* EXTRACT *
** start **

The driving lane is the left hand lane on any road, all other lanes are overtaking lanes. In this country there is no concept of this essential rule. If I see (as I often do) a driver driving down on the middle or right hand lane while the left hand lane is completely empty, I get frustrated and angry. 

There is no education on this and many more essential rules by the government. Despite the repeated deaths in their thousands every year they do not run a advertising campaign on tv to address the cause. How to drive on a highway, box junctions ( Thai's do not know what they are for). I would love to see more roundabouts as there are in Europe to avoid all those dangerous U turns which are a major cause of accidents. Motorcyclists need to be taught not to overtake on the inside in the driving lane ( another major cause of fatal accidents).

Large trucks should all have lane watch cameras and proximity sensors to detect motorcycles or other obscured vehicles near the truck where they cannot easily be seen. Thailand comes down heavy on drugs, however the situation on the roads causes many more deaths than all the drugs put together, yet nothing is done.

** end **

* SUPPLIED MATERIAL *
** start **

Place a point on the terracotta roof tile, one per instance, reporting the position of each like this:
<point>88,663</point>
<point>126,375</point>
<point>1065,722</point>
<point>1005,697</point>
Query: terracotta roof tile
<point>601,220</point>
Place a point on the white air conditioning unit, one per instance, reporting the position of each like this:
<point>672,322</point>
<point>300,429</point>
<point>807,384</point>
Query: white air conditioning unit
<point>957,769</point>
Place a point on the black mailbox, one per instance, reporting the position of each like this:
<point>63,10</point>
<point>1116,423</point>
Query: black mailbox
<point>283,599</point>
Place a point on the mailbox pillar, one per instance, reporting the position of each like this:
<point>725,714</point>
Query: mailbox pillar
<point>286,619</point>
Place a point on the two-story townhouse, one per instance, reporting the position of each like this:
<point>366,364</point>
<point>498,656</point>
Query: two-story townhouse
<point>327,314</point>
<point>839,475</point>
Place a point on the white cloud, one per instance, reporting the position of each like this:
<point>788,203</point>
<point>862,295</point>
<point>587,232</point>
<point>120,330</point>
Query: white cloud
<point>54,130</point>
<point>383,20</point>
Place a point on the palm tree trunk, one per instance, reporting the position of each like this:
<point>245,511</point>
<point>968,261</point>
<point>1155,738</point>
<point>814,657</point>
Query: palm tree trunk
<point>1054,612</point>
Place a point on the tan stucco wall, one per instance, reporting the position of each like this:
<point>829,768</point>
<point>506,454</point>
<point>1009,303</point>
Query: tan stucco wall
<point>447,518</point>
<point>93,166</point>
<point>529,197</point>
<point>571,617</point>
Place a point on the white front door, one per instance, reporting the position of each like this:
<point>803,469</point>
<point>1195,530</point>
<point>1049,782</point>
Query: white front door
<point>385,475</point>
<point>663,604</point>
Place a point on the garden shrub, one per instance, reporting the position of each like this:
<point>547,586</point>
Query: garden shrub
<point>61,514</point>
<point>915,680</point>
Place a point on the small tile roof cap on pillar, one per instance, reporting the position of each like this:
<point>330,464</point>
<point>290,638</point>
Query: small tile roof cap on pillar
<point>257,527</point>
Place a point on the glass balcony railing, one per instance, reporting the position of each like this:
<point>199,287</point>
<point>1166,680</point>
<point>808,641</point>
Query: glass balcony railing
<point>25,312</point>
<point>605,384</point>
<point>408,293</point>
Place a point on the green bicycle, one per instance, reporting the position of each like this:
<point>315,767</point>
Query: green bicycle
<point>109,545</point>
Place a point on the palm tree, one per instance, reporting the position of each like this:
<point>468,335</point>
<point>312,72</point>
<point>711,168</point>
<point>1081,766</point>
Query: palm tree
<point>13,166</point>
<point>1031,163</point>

** end **

* WHAT YOU NEED TO DO *
1: In the piece on road safety in Thailand, which lane does the writer call the driving lane?
2: Write a continuation of the piece on road safety in Thailand, starting right after its final sentence.

* RESULTS OF THE EXERCISE *
1: The left hand lane on any road.

2:
There is an illegal U turn sign on the junction just near the Mall Thapra. There is a continual line of cars and motorcycles at that junction all day making that illegal turn. Now, there is no other nearby provision for making a safe U turn which makes a case for those vehicles illegally turning valid in my opinion. However: Why the sign then? Why not make it safer? 

Is the reason for not having roundabouts as in the UK ( which work very well) that Thai's could not give way to the traffic already on the roundabout? I never see the politeness in Thailand that I see in the UK and other EU countries. In fact drivers do not know what to make of it and hesitate when I give way to a vehicle that wants to merge or exit from a road or building. I don't know if others have the same experience?

If the rules of the road are observed and enforced as stated there would be no need for this arbitary law.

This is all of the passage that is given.